**EXTRACTED MATERIAL:**
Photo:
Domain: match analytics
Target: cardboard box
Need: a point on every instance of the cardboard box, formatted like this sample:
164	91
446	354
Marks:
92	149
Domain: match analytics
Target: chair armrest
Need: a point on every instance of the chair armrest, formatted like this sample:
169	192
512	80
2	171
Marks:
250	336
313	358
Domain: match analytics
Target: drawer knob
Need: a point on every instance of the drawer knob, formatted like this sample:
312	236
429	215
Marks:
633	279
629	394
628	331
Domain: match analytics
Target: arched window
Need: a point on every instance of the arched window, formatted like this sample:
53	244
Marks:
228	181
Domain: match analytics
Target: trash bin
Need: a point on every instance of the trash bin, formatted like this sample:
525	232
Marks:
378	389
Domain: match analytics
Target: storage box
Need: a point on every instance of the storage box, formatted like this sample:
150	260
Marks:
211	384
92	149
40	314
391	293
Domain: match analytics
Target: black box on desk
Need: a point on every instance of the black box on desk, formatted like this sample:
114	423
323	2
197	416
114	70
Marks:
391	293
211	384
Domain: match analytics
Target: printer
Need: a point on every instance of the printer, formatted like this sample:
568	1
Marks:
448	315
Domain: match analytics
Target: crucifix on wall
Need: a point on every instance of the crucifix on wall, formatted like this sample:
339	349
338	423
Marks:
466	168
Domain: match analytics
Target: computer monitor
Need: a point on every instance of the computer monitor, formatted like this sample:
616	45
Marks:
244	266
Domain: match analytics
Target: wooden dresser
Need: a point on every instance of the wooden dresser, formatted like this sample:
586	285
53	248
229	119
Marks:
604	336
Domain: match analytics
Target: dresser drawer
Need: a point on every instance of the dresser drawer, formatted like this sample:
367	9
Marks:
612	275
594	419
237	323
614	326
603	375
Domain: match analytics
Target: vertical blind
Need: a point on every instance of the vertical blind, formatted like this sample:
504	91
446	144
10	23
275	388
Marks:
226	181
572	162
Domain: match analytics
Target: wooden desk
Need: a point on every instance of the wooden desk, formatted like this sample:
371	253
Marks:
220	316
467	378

**WHAT TO WORK ON:** List all lines from the entries that include the word "crucifix".

**REPLY TO THE TASK:**
Target: crucifix on wall
Need: a point on every instance of the crucifix on wall, formatted like this sample:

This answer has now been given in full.